## Assignment
Everything from the line with "Target: windshield" to the end of the data is to be retyped exactly, and nothing else.

## Data supplied

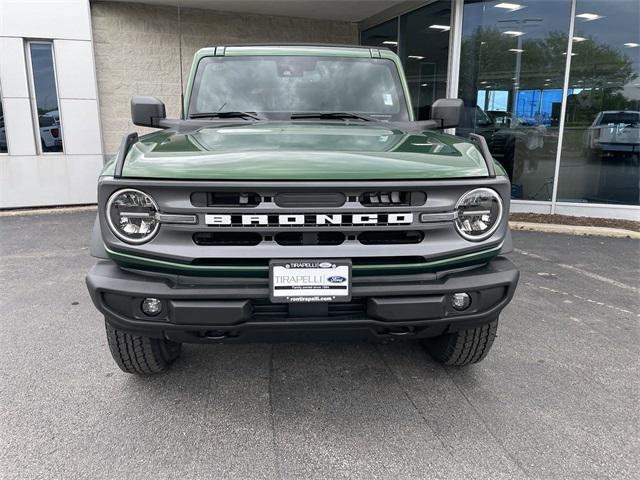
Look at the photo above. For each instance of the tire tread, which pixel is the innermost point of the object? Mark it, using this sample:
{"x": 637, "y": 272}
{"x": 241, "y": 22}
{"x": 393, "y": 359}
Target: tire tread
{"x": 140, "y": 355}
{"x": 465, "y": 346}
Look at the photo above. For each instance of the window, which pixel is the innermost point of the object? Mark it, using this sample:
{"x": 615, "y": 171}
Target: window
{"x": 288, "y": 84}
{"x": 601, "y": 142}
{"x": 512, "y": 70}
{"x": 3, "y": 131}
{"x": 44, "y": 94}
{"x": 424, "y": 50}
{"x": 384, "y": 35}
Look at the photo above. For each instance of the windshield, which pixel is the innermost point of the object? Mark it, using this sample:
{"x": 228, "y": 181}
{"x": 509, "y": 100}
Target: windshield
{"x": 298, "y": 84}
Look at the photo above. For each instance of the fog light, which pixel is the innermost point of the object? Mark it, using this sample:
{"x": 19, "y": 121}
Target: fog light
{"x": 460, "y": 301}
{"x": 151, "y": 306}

## Task response
Target: windshield
{"x": 298, "y": 84}
Look at the photo above. For each instance of the fog light, which pixel is the innermost point of the object? Mark it, using this sample:
{"x": 19, "y": 121}
Target: fog light
{"x": 460, "y": 301}
{"x": 151, "y": 306}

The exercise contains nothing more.